**YOUR GOAL**
Set down the material once more, exactly as it appears.

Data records
•••••

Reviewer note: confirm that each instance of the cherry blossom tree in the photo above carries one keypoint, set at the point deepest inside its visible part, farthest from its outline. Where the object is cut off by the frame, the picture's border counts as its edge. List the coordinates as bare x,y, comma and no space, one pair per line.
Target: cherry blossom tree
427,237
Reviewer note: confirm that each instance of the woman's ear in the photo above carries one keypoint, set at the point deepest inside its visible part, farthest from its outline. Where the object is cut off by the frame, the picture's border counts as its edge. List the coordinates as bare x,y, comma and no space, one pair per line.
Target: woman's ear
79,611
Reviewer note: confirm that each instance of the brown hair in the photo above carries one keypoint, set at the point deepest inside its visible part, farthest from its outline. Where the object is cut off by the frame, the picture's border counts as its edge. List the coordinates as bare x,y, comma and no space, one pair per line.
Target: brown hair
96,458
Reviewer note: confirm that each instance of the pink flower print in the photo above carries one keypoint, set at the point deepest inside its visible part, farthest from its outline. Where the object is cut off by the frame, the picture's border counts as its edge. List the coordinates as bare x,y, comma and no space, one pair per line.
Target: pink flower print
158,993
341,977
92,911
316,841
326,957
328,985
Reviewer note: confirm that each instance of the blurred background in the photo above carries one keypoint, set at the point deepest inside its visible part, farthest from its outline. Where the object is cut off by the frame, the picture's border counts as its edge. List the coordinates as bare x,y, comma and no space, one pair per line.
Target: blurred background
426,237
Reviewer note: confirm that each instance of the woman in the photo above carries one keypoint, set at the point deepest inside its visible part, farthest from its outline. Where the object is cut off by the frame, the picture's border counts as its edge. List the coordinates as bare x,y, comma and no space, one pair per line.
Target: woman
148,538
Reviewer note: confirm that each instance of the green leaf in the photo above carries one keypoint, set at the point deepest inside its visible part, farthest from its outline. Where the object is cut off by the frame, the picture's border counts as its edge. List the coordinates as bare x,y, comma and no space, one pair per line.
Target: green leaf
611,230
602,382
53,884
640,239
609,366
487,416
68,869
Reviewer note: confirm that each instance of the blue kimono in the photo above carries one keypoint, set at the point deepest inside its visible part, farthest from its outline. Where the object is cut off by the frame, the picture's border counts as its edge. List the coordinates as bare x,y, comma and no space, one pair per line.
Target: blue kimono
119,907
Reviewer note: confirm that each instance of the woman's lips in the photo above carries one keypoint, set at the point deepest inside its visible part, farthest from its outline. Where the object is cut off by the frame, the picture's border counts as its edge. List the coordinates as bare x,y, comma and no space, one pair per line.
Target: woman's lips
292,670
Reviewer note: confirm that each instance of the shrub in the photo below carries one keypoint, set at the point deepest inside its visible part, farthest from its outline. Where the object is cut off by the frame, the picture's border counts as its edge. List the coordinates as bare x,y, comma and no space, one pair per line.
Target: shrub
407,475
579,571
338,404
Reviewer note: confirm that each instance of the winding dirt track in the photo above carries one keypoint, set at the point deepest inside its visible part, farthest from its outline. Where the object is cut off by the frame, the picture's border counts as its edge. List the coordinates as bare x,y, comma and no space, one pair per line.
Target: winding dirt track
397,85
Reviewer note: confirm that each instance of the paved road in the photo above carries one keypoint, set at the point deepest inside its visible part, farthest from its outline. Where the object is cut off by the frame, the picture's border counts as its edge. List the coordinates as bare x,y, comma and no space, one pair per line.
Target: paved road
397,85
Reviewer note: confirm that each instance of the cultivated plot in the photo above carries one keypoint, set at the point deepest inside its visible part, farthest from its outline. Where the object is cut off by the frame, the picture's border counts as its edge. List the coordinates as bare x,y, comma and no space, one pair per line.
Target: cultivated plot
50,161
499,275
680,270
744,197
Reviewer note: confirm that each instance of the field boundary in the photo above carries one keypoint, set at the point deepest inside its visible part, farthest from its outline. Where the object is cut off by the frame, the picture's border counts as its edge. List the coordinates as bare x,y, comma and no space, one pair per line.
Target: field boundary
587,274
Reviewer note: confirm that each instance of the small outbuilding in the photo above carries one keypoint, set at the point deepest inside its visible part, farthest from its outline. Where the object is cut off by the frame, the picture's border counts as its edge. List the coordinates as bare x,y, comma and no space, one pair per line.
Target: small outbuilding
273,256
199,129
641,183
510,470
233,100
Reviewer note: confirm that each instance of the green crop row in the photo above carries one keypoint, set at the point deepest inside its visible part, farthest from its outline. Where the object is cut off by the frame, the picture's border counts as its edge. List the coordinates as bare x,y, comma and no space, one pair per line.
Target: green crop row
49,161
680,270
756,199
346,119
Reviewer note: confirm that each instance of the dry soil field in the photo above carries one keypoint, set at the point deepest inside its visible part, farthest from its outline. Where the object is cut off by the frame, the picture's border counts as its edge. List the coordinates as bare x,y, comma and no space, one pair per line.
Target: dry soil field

•••••

**RESULT OF THIS TASK**
Reviewer note: confirm that each instance of the cherry blossom tree in the photo above carries one keypoint, set at the point deepest inside its visible part, farthest from its outline. Where the object is cut off by the frame, the picture's border counts as its edge. List the coordinates as bare x,y, comma and no space, one pair per line.
Target: cherry blossom tree
427,237
Reviewer note: confirm that each instance of the woman's ear in the photo above carries one keypoint, set at the point deepest inside its visible part, farthest from its outline. Where the object is cut off by the frame, the picture's border counts as its edge. List the coordinates as bare x,y, comma and no space, one pair per line.
Target: woman's ear
79,611
Reviewer note: confirm that each instance of the brown hair in the photo above carries one keypoint, set at the point deepest inside its visible part, farthest from its outline. Where the object is cut off by the frame, the picture's border counts as its edge. List the coordinates as bare x,y, comma and no space, one pair per line.
Target: brown hair
96,458
Reviewer note: confirm that each instance of the pink flower print in the photo above carries one keypoint, set at the point deepest inside its visible part, farthest from its outline. Where the object is cut off by the frame, the picture's border counts as its edge. List the coordinates as bare x,y, comma and no space, one pair per line.
Target: pink flower print
158,993
341,977
92,911
316,841
326,957
328,985
Reviewer note: confirm that each instance of the blurred background in the photo above carries one keypoint, set at the point deepest inside its visible part, farthest from its outline. Where the object is cut off by the frame, the picture's border counts as its edge. List the coordinates as bare x,y, comma and no space, one pair per line.
Target: blurred background
426,237
Reviewer note: confirm that each instance of the woman in the photo above carries one keypoint, set at the point deepest inside its visible part, farthest from its outline. Where the object is cut off by the frame, the picture's border counts as its edge. List the coordinates as bare x,y, comma and no space, one pair per line.
Target: woman
148,538
Reviewer note: confirm that each instance of the green leaf in the photo above carries one keypoint, set at the point deepest inside its visible part, farthest from its outline. Where the object is cut off by the frame, the picture's border counts as its edge. List the coordinates as bare x,y, comma and no space, one pair per line.
Target: green leaf
611,230
602,382
53,884
640,239
609,366
487,416
68,869
Reviewer note: confirm that each instance of the blue kimono in the photo above carries one keypoint, set at the point deepest inside its visible part, farthest from its outline. Where the object is cut off by the frame, the picture's border counts as its edge. List the coordinates as bare x,y, comma and no space, one pair per line.
Target: blue kimono
119,907
Reviewer note: confirm that each instance of the woman's lips in the photo above carries one keypoint, set at the point deepest inside its visible part, farthest from its outline. Where the object is cut off by the frame, the picture's border counts as its edge. List the coordinates as bare x,y, comma and no space, one pair per line.
Target: woman's lips
292,670
Reviewer note: confirm that each instance of the shrub in the photo below carries one keypoint, set at the point deepest inside its visible part, farthest from its outline. Where the object is cut off by the frame, the picture's border counts as its edge. List the coordinates as bare x,y, comma and no space, one pair per line.
Target: shrub
407,475
579,571
338,404
Reviewer note: confirm that each instance of the winding dirt track in the photo above carries one keypoint, set at the point deepest inside its visible part, farthest from its outline. Where the object is cut off by the frame, the picture's border counts as its edge. List the coordinates as bare x,y, comma and no space, one pair per line.
Target: winding dirt track
397,85
Reviewer note: confirm that each instance of the paved road in the photo above carries one keypoint, set at the point deepest inside its visible part, farthest from its outline. Where the object is cut off by the frame, the picture's border counts as its edge. List the coordinates as bare x,y, comma and no space, one pair per line.
Target: paved road
397,85
Reviewer note: confirm that each instance of the cultivated plot in the photo above carries one keypoint, set at the point deepest inside its visible part, farthest from its outline. Where the object is cut off by the frame, the picture's border counts as its edge. List the coordinates as bare x,y, comma and no space, one pair per line.
Target: cultivated plot
50,161
499,275
680,270
744,197
Reviewer note: confirm that each instance of the field boundary in the photo above carries one keypoint, set at the point deepest inside its visible part, farthest from its outline. Where the object is cut off by the frame, the picture's border counts as its edge. List the coordinates as bare x,y, comma and no space, one pair per line.
Target: field boundary
587,274
Reviewer note: confirm that each instance of the small outbuilding in the photo above carries one keypoint, set at the point deepest inside its visible part, farthest from its outline. Where the object is cut off by the frame, the picture's border counts as its edge. List the coordinates as bare x,y, comma and no space, one pair per line.
Target: small outbuilding
273,256
199,129
641,183
510,470
233,100
Reviewer note: confirm that each instance of the green crop row in the photo above carries one keypoint, set at the point deepest inside its visible part, farthest from its outline. Where the object is cut off by the frame, the picture's border counts as its edge. List the coordinates as bare x,y, comma and no space, one pair per line.
Target: green crop row
49,161
680,270
756,199
346,119
Reviewer note: confirm that each instance of the dry soil field in the photo above carries one keypoint, set at the point deepest inside its visible part, farthest from its outline. Where the object is cut off by the frame, the picture's border counts as its edge. List the coordinates as bare x,y, comma and no space, one pair per line.
Target: dry soil field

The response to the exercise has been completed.